# Work to complete
Render the records below as a Markdown table with the columns Row and Content, giving each line a row number and leaving out blank lines. Begin at the line that contains "Note: point to every instance of the pendant" and stop after the line that contains "x=742, y=599".
══ Given entries
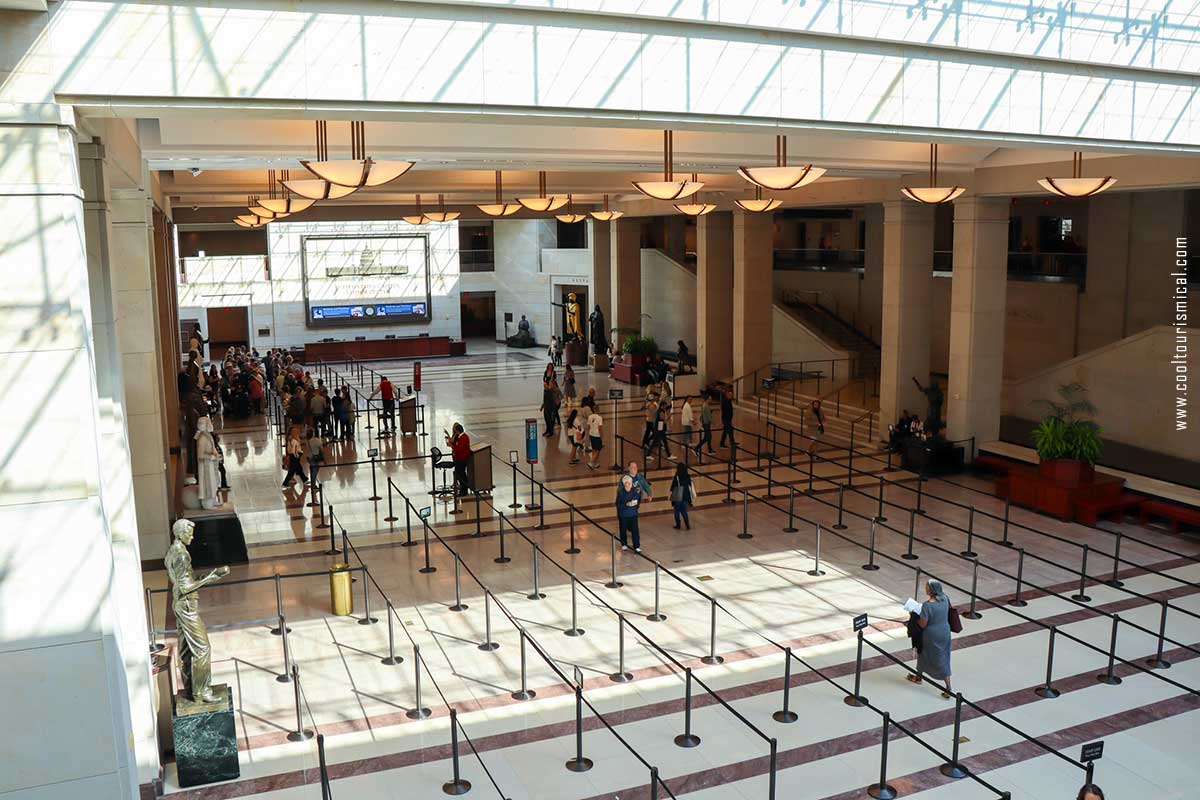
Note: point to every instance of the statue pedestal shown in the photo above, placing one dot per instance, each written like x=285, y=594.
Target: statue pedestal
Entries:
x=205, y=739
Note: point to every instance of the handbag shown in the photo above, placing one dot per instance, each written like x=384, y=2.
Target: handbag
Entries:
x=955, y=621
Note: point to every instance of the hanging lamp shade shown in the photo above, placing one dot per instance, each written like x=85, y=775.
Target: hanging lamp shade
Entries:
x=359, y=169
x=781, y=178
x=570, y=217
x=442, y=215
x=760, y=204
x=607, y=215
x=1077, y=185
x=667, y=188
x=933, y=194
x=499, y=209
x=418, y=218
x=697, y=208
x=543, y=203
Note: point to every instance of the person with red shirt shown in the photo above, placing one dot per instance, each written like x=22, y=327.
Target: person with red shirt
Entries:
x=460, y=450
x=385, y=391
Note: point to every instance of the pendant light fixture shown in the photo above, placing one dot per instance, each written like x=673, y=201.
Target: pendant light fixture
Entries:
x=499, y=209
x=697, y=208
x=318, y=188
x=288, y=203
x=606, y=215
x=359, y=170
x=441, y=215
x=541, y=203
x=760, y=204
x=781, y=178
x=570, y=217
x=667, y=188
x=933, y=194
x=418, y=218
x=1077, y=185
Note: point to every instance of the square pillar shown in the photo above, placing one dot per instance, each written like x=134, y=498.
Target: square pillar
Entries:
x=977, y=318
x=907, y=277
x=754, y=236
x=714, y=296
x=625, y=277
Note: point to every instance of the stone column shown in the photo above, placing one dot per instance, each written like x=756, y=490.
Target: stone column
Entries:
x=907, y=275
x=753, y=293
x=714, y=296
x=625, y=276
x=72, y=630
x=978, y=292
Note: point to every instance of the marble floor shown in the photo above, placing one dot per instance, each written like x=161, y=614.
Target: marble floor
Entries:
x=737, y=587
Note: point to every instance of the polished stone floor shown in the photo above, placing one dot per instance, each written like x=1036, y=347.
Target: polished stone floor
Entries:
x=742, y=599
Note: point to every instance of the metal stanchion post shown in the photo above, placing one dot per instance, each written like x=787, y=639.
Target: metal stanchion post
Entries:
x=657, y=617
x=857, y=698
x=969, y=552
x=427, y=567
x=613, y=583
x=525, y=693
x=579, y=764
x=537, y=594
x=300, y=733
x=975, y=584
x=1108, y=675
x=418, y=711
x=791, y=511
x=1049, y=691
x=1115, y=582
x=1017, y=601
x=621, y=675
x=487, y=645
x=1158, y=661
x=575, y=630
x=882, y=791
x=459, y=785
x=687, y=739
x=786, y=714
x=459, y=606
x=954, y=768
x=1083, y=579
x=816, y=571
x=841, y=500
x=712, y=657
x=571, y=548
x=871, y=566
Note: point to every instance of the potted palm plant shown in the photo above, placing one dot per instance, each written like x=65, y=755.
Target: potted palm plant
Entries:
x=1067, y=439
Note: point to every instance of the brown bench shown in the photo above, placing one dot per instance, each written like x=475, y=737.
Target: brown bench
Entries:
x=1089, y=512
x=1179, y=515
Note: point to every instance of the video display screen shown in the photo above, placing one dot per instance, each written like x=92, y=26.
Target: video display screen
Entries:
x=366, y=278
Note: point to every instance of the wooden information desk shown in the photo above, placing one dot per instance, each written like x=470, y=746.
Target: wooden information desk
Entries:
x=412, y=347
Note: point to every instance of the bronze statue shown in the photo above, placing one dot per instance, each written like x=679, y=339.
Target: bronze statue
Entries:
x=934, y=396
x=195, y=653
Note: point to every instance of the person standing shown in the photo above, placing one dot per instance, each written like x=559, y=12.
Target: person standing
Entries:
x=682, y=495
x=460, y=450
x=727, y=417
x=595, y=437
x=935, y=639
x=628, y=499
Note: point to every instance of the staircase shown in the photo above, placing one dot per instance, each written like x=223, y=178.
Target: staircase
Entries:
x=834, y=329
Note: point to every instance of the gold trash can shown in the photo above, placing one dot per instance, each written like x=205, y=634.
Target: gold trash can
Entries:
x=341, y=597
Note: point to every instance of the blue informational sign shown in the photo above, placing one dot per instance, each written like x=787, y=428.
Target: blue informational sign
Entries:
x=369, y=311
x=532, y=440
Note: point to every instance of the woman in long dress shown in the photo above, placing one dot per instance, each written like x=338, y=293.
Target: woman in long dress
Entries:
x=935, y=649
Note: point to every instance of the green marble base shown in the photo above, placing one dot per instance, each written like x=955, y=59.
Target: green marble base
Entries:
════
══ Given entries
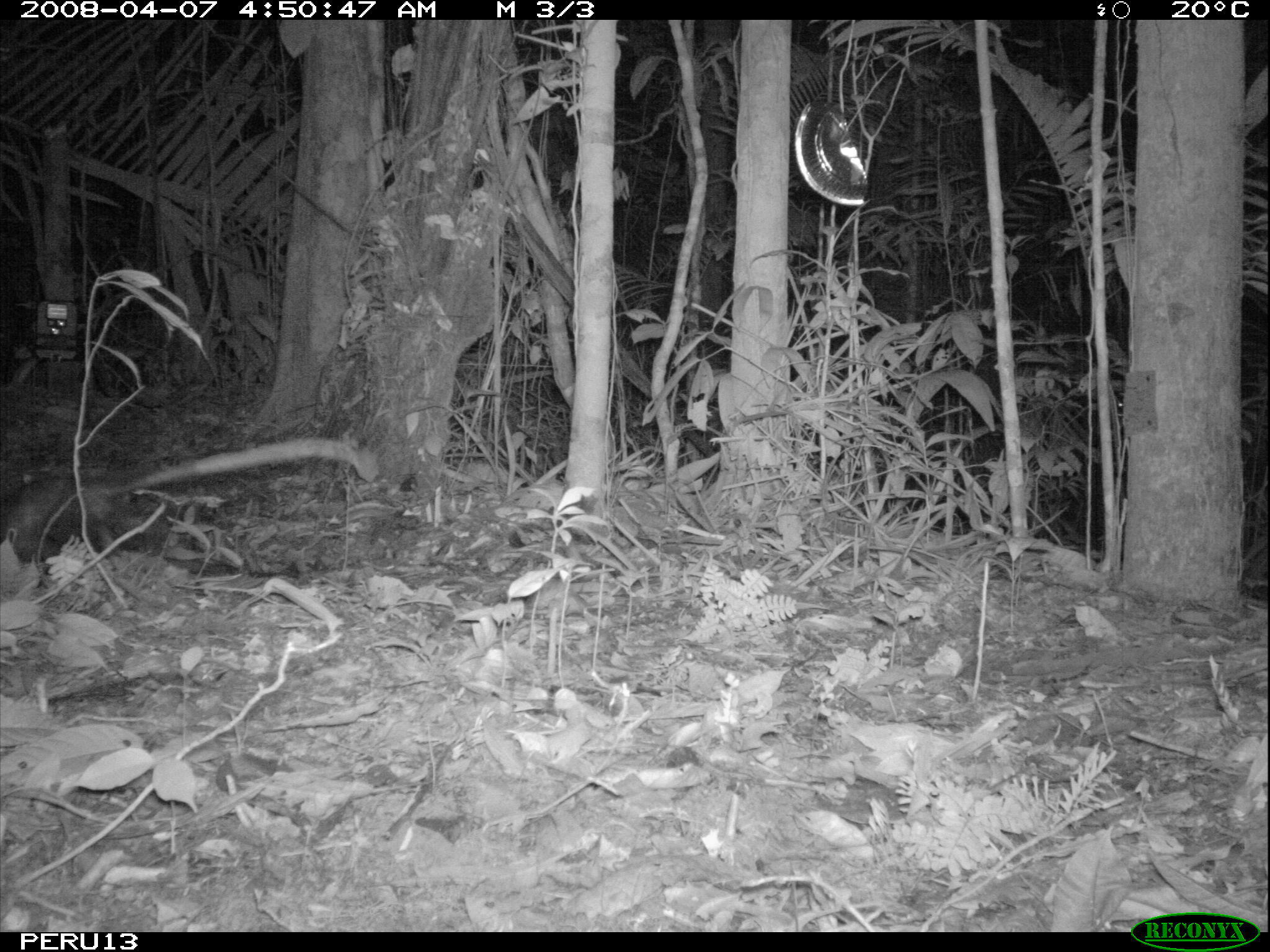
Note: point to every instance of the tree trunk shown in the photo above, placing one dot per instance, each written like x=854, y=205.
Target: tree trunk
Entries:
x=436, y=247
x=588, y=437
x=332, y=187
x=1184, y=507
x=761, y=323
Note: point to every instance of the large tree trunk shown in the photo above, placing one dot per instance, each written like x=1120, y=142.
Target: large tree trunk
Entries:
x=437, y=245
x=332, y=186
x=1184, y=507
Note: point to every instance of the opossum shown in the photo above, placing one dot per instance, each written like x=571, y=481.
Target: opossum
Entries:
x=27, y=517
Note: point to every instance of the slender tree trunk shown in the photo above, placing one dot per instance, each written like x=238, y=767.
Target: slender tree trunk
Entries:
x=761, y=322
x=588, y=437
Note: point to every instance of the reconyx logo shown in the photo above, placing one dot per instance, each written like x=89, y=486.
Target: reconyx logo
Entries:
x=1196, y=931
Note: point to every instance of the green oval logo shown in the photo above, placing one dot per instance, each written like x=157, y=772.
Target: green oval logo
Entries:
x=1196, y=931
════
══ Given entries
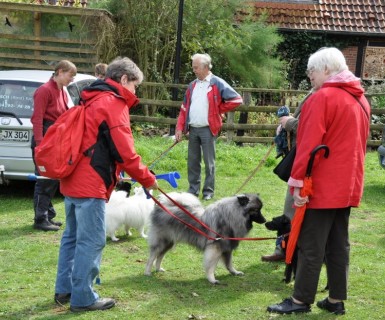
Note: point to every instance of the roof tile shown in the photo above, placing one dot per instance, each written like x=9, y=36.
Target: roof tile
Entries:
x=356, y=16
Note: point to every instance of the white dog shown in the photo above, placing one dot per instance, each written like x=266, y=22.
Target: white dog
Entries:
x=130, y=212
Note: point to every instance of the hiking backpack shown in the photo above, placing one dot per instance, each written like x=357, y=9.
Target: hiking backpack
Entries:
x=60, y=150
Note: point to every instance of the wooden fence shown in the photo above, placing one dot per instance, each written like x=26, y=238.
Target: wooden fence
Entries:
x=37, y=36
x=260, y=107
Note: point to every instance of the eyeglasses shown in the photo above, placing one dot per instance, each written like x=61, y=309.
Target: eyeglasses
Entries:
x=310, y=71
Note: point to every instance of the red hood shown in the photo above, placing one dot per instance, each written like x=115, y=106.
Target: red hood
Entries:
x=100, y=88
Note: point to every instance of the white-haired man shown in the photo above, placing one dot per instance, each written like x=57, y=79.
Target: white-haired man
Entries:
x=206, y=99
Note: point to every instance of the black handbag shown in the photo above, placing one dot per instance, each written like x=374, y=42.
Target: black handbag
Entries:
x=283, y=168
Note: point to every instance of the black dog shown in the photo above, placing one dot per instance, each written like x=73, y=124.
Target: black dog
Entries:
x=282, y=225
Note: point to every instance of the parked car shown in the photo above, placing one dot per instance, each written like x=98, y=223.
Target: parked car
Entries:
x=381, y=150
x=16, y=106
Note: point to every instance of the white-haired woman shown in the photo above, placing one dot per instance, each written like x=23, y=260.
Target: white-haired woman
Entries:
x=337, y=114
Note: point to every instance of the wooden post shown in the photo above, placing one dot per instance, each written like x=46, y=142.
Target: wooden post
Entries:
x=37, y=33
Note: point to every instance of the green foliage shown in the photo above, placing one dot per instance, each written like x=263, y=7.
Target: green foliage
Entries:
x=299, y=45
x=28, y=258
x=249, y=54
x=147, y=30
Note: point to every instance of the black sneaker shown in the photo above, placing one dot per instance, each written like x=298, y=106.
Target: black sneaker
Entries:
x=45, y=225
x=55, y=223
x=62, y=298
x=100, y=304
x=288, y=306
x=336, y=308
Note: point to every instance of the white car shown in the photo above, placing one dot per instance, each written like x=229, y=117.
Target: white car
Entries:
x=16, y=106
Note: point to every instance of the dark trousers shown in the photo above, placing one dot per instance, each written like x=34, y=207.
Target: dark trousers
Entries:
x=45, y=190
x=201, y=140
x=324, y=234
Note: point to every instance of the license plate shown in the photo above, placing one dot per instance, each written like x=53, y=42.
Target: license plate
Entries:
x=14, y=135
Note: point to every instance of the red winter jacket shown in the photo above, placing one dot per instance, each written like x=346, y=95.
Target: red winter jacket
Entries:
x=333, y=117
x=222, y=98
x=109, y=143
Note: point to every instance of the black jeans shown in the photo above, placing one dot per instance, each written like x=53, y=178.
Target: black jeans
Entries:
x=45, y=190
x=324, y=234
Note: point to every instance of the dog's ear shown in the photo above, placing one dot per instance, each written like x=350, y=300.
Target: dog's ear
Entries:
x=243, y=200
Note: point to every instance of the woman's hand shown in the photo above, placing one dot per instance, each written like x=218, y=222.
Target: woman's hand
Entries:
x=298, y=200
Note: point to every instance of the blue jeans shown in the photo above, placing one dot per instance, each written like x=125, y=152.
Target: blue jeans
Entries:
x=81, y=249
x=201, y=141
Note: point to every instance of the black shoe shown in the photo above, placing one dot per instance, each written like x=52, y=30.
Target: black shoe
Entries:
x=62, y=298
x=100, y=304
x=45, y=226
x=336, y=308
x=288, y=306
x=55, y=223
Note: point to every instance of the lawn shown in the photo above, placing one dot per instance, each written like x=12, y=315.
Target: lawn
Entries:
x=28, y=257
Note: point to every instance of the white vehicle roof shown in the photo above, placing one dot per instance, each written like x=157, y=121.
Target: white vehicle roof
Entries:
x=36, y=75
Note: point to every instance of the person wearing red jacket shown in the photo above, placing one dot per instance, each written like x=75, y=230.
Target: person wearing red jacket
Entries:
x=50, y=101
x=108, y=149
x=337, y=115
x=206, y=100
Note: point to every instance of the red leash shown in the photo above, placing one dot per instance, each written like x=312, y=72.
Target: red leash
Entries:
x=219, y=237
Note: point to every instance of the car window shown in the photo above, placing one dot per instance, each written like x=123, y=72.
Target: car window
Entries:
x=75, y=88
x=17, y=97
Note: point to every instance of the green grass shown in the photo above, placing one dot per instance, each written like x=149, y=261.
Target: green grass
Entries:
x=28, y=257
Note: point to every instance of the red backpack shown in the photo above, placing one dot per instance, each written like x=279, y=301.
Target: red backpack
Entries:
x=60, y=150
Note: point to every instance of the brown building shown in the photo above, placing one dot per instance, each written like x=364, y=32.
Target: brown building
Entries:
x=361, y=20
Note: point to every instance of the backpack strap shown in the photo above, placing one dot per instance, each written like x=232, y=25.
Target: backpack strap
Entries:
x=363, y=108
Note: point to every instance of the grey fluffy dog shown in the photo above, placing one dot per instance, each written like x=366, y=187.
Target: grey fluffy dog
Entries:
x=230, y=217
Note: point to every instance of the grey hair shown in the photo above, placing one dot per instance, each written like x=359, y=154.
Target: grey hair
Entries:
════
# Exercise solution
| Row | Content |
|---|---|
| 1 | Note: point to every instance of the pendant light fixture shown in the photo above, placing one dot per instance, each written like x=673, y=201. |
| 2 | Target: pendant light fixture |
| 3 | Entries: |
| 4 | x=499, y=209 |
| 5 | x=697, y=208 |
| 6 | x=318, y=188 |
| 7 | x=288, y=203 |
| 8 | x=606, y=215 |
| 9 | x=359, y=170 |
| 10 | x=441, y=215 |
| 11 | x=541, y=203 |
| 12 | x=760, y=204 |
| 13 | x=781, y=178 |
| 14 | x=570, y=217 |
| 15 | x=667, y=188 |
| 16 | x=933, y=194 |
| 17 | x=418, y=218 |
| 18 | x=1077, y=185 |
| 19 | Note: point to every instance of the square pillar shown in the photo above, placing one dot per instance, each written like x=134, y=498. |
| 20 | Target: square pillar |
| 21 | Entries: |
| 22 | x=977, y=318 |
| 23 | x=907, y=277 |
| 24 | x=754, y=236 |
| 25 | x=714, y=296 |
| 26 | x=625, y=277 |
| 27 | Note: point to every instance of the stone column shown in the photo above, placing one dot per instance, each written like x=756, y=490. |
| 28 | Target: stone column |
| 29 | Entries: |
| 30 | x=907, y=275 |
| 31 | x=753, y=293 |
| 32 | x=714, y=296 |
| 33 | x=625, y=276 |
| 34 | x=72, y=630 |
| 35 | x=978, y=292 |
| 36 | Note: point to every instance of the marble floor shown in the photo above, placing one dot per instance, each written like x=161, y=614. |
| 37 | Target: marble floor |
| 38 | Entries: |
| 39 | x=737, y=587 |
| 40 | Note: point to every instance of the polished stone floor shown in the photo above, placing one dot per instance, each written like x=1036, y=347. |
| 41 | Target: polished stone floor |
| 42 | Entries: |
| 43 | x=742, y=599 |